■ **PASSAGE**:
- Digital cover

EP by Solar
- Released: April 30, 2024
- Genre: K-pop
- Length: 16:09
- Language: Korean
- Label: RBW

Solar chronology
| Face (2022) | Colours (2024) | Want (Single) (2025) |

Singles from Colours
- "But I" Released: April 30, 2024; "Colors" Released: May 6, 2024;

= Colours (EP) =

Colours is the second extended play (EP) by South Korean singer-songwriter Solar, the leader of Mamamoo, released on April 30, 2024, by RBW. "But I" served as the EP's lead single, with "Colors" being released as a single a week later.

==Background and release==
On April 8, 2024, the first teaser for Colours was released, two years and one month after the release of her first mini album Face. Colours was released on the April 30, 2024 at 6 pm through various music sites, CD and Nemoz version. The EP title features six main concepts or colors: Glam Silver, Reborn Beige, Bubblegum Pink, Ebony Black, Midnight Blue, and Tangerine Orange. Each color represents the six songs featured on the EP, all of which have different genres attached to them. Glam Silver represents "Colors", Reborn Beige represents "But I" (lead single), Midnight Blue represents "Empty", Bubblegum Pink represents "Honey Honey", Tangerine Orange represents "Easy Peasy", and Ebony Black represents "Blues".

■ **GIVEN DATA**:
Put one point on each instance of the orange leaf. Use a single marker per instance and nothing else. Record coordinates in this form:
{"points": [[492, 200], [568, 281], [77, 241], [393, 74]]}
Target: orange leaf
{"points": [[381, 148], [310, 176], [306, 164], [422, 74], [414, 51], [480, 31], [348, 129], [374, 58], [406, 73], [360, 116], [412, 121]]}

■ **TASKS FOR THIS EXERCISE**:
**A.** Decide whether each statement agrees with the Colours article. Answer yes or no for each, and quote the deciding words. (i) The first teaser for the EP was released on April 8, 2024. (ii) The EP title features five main colors. (iii) Solar is the leader of Mamamoo.
**B.** Reproduce verbatim everything in the Colours article from "Solar chronology" down to "a week later.".

■ **THE REPLIES**:
**A.**
(i) Yes: "On April 8, 2024, the first teaser for Colours was released"
(ii) No: "The EP title features six main concepts or colors"
(iii) Yes: "the leader of Mamamoo"

**B.**
Solar chronology
| Face (2022) | Colours (2024) | Want (Single) (2025) |

Singles from Colours
- "But I" Released: April 30, 2024; "Colors" Released: May 6, 2024;

= Colours (EP) =

Colours is the second extended play (EP) by South Korean singer-songwriter Solar, the leader of Mamamoo, released on April 30, 2024, by RBW. "But I" served as the EP's lead single, with "Colors" being released as a single a week later.